▸ **Required task**
Can you lay out the rows below as a Markdown table with the columns No. and Line, numbering each line and leaving out any blank ones?

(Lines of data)
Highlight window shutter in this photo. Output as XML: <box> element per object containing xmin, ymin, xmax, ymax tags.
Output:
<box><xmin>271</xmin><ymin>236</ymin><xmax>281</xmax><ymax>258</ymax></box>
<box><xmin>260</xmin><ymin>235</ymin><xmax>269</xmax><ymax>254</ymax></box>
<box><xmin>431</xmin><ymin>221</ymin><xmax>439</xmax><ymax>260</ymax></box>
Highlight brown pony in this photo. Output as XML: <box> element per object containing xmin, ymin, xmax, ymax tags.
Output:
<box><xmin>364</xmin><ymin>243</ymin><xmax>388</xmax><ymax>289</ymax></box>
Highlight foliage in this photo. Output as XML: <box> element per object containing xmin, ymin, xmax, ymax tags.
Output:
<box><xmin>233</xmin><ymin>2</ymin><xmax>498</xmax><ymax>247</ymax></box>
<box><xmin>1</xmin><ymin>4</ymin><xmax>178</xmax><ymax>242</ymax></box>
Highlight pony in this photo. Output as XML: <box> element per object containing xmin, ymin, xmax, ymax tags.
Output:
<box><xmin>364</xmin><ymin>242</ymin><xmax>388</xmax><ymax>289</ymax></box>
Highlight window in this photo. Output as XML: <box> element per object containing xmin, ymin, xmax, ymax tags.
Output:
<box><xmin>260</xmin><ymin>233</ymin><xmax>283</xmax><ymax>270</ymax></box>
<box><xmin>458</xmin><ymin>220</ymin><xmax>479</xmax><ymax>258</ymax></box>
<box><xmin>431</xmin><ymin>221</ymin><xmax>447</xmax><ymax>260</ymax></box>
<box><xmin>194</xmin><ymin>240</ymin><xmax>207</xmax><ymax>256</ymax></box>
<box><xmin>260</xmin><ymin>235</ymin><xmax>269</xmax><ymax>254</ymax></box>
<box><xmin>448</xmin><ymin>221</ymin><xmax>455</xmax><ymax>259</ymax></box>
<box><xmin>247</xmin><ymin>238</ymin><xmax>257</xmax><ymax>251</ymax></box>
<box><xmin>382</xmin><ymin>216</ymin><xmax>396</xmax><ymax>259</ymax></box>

▸ **Solution to the problem**
| No. | Line |
|---|---|
| 1 | Highlight window shutter in this photo. Output as XML: <box> element per object containing xmin, ymin, xmax, ymax tags. |
| 2 | Output: |
| 3 | <box><xmin>271</xmin><ymin>236</ymin><xmax>281</xmax><ymax>258</ymax></box> |
| 4 | <box><xmin>260</xmin><ymin>235</ymin><xmax>269</xmax><ymax>254</ymax></box> |
| 5 | <box><xmin>431</xmin><ymin>221</ymin><xmax>439</xmax><ymax>260</ymax></box> |
| 6 | Highlight brown pony in this photo. Output as XML: <box> element per object containing xmin, ymin, xmax, ymax tags. |
| 7 | Output: |
| 8 | <box><xmin>364</xmin><ymin>243</ymin><xmax>388</xmax><ymax>289</ymax></box> |
| 9 | Highlight foliage in this photo. Output as XML: <box> element per object containing xmin, ymin, xmax, ymax tags. |
| 10 | Output: |
| 11 | <box><xmin>233</xmin><ymin>2</ymin><xmax>498</xmax><ymax>247</ymax></box> |
| 12 | <box><xmin>1</xmin><ymin>4</ymin><xmax>178</xmax><ymax>242</ymax></box> |
| 13 | Highlight pony in this photo. Output as XML: <box> element per object containing xmin, ymin, xmax, ymax tags. |
| 14 | Output: |
| 15 | <box><xmin>364</xmin><ymin>242</ymin><xmax>388</xmax><ymax>289</ymax></box> |
| 16 | Highlight window in this photo. Output as XML: <box> element per object containing xmin, ymin, xmax, ymax tags. |
| 17 | Output: |
| 18 | <box><xmin>260</xmin><ymin>233</ymin><xmax>283</xmax><ymax>270</ymax></box> |
| 19 | <box><xmin>458</xmin><ymin>220</ymin><xmax>479</xmax><ymax>258</ymax></box> |
| 20 | <box><xmin>431</xmin><ymin>221</ymin><xmax>447</xmax><ymax>260</ymax></box> |
| 21 | <box><xmin>194</xmin><ymin>240</ymin><xmax>207</xmax><ymax>256</ymax></box> |
| 22 | <box><xmin>260</xmin><ymin>235</ymin><xmax>269</xmax><ymax>254</ymax></box> |
| 23 | <box><xmin>448</xmin><ymin>221</ymin><xmax>455</xmax><ymax>259</ymax></box> |
| 24 | <box><xmin>247</xmin><ymin>238</ymin><xmax>257</xmax><ymax>251</ymax></box> |
| 25 | <box><xmin>382</xmin><ymin>216</ymin><xmax>396</xmax><ymax>259</ymax></box> |